### Problem to work on
Report how many lines of the material below contain the string "trunk". Give only the number.

[BEGIN]

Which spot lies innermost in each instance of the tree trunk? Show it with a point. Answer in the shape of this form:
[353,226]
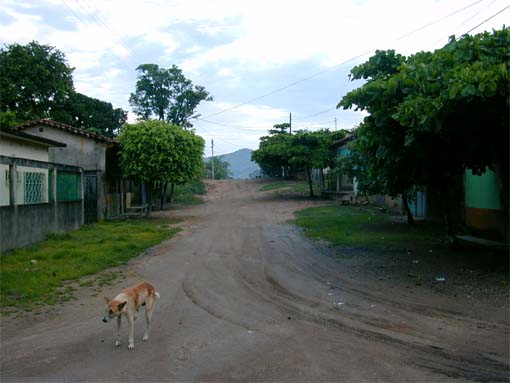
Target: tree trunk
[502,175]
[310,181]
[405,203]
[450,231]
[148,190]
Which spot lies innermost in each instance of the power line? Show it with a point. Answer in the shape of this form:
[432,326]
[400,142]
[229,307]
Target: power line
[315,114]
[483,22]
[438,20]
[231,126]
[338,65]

[END]
[BEGIN]

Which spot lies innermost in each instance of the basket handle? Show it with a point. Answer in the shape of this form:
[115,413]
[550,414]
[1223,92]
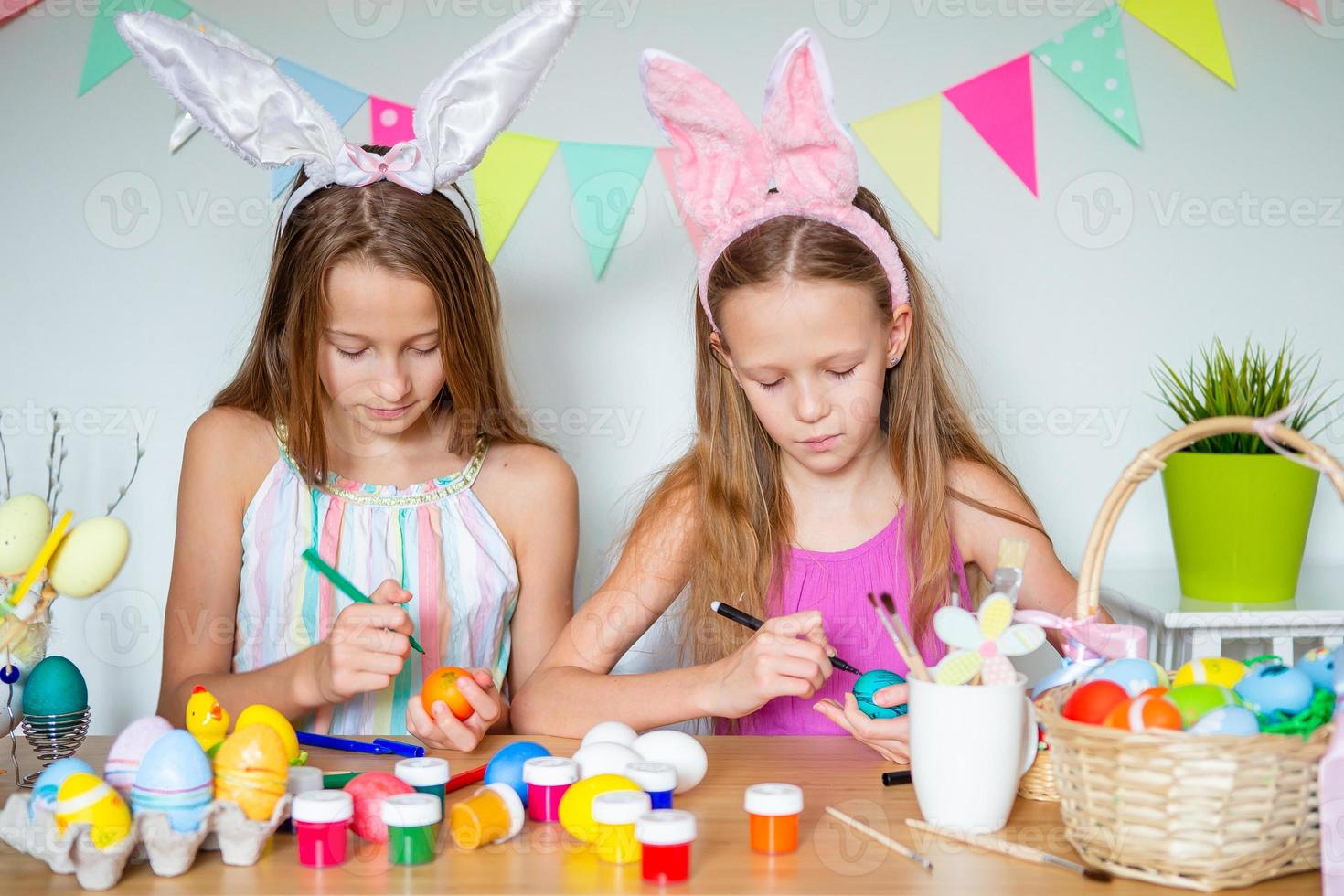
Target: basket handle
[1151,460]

[END]
[BEGIN]

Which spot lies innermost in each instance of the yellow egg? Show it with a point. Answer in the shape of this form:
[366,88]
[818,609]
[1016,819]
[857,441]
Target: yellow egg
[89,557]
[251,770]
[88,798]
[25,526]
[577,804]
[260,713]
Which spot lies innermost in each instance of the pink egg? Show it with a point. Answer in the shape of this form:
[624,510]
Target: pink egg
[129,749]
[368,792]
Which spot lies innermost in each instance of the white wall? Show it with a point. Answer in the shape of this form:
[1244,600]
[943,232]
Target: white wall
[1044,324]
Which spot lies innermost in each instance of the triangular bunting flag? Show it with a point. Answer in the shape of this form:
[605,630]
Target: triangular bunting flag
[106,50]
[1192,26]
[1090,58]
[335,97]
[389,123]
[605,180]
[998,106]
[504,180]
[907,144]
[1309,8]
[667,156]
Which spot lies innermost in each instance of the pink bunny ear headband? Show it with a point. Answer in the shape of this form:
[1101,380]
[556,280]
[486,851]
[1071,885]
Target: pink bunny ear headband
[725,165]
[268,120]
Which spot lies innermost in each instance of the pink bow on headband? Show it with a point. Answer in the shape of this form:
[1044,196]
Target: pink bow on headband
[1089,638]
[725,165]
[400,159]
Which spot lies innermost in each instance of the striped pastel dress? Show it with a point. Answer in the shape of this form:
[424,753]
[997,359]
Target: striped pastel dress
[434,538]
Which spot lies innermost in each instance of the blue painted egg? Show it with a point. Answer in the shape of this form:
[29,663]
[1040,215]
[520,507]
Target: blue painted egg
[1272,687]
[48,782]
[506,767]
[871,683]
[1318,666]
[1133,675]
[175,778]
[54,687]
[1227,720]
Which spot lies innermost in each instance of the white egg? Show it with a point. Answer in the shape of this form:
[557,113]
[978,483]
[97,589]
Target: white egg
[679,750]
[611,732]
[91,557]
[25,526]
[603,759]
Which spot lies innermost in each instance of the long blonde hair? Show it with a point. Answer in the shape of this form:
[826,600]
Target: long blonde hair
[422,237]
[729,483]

[END]

### Reply
2